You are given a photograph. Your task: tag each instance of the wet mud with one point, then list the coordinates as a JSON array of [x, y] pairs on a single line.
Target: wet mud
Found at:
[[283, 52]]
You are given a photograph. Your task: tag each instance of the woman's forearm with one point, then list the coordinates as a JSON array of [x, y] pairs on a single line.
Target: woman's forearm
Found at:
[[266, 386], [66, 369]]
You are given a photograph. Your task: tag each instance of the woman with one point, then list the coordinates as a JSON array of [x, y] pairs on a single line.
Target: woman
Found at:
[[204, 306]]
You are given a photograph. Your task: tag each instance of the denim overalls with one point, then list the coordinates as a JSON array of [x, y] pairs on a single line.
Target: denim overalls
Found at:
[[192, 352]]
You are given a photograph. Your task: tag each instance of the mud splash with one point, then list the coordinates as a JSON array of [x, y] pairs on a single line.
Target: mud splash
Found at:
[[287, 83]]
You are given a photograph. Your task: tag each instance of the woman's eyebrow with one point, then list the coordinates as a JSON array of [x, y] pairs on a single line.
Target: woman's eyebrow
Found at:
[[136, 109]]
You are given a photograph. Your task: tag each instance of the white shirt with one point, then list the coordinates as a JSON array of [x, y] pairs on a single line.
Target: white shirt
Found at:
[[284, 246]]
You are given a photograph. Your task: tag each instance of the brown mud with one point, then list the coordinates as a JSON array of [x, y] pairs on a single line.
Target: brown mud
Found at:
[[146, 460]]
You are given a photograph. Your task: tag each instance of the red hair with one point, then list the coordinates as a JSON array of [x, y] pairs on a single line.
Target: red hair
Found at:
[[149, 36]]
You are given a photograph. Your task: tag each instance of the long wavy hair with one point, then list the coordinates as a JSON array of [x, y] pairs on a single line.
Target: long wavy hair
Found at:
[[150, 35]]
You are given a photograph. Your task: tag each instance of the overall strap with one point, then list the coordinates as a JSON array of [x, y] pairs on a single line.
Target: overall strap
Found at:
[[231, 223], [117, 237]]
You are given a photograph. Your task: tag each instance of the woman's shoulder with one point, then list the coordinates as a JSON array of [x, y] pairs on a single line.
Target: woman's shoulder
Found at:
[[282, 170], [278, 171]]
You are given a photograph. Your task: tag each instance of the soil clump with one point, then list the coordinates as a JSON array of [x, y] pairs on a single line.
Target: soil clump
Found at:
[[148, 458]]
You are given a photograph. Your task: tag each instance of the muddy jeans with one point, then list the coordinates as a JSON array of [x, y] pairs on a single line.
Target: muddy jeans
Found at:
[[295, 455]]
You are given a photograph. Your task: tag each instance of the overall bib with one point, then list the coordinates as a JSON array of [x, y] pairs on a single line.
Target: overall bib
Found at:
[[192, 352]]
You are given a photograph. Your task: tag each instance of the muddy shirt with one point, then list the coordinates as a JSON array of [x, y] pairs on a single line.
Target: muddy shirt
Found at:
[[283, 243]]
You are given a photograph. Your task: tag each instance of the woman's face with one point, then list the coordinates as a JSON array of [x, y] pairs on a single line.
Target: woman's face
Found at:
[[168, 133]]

■ ■ ■ ■

Requirements:
Rewrite all of the records above, changing every "Found at" to "Located at" and leaving everything else unchanged.

Solution:
You are given a photograph. Your task: tag each instance of the wet mud with one point, then list the coordinates as a JSON array of [x, y] pairs on a single line.
Target: wet mud
Located at:
[[283, 52]]
You are given a photograph. Your task: tag each instance of the woman's forearm with one point, then list the coordinates as a JSON array of [x, y] pairs on a single line.
Target: woman's forearm
Located at:
[[266, 386], [66, 369]]
You are given a photograph. Your task: tag each instance of the woman with one point, then list the coordinates as a JSON array of [x, y] pairs on a single line.
Target: woman
Located at:
[[204, 306]]
You are given a photograph. Your task: tag each instance of the denim overalls with one point, then list the coordinates as a JSON array of [x, y] pairs on a single line.
Target: denim overalls
Located at:
[[192, 352]]
You are given a photograph. Your task: tag each instance of the mud splash with one point, then list the coordinates as a JSON array of [x, y] pairs on a single line.
Target: mud splash
Located at:
[[287, 83]]
You are given a photograph. Your task: tag each instance of the woman's eyebrow with one point, then list the coordinates as a JSON array of [x, y] pairs on a single line.
Target: woman's eyebrow
Located at:
[[136, 109]]
You are given a photograph. Your task: tag each instance of the white shirt with one point, then list the coordinates as a JSON array of [x, y] pairs on a single line.
Target: white shirt
Located at:
[[284, 246]]
You are given a photograph. Your task: tag each instance of the brown mud with one point, then list the coordinates as a JSON array of [x, y] pairs on a single line.
Target: brown mud
Located at:
[[146, 460]]
You are given a photograph. Your task: tag each instance of the red hair with one point, then list the coordinates as a JSON array of [x, y] pairs on a single line.
Target: red hair
Located at:
[[149, 36]]
You are given a photograph. Your task: tag each instance of the long wavy hair with one point, then list the coordinates as a JSON array of [x, y] pairs on a single line.
Target: long wavy hair
Located at:
[[150, 35]]
You are given a photograph. Your task: tag each instance of the overall strap with one point, then list the coordinates as a JSON array of [x, y] pairs on a single line.
Target: overall strap
Located at:
[[231, 223], [117, 237]]
You are given a photograph. Your task: tag each instance of the woman's shoulder with one point, then list the coordinates as a JSON array of [x, y] pairs on a single line.
Target: woman's shoulder
Located at:
[[282, 170], [278, 171]]
You are given a photograph. Your task: tag each instance of the soil clump with one point, then list the coordinates as a JSON array of [x, y] pairs on a single line.
Target: soil clump
Located at:
[[148, 458]]
You are given a photograph. Your task: tag each instance of the muddy jeans with one point, then list the coordinates as a JSON array of [x, y] pairs on a single line.
Target: muddy jeans
Located at:
[[295, 455]]
You are given a photograph. Your task: tag each instance of the overall bib with one point, then list the coordinates as a JSON array of [x, y] pairs on a single line.
Target: overall bib
Located at:
[[192, 352]]
You are given a photograph. Your task: tag each instance of the muddy shirt with one point, then list the coordinates as a JSON array of [x, y] pairs on a single line.
Target: muddy shirt
Located at:
[[283, 243]]
You are given a photograph. Your task: tag each instance of the woman's face with one point, then list the coordinates as a JSON array of [x, y] pairs on a single line.
Target: woman's face
Located at:
[[168, 133]]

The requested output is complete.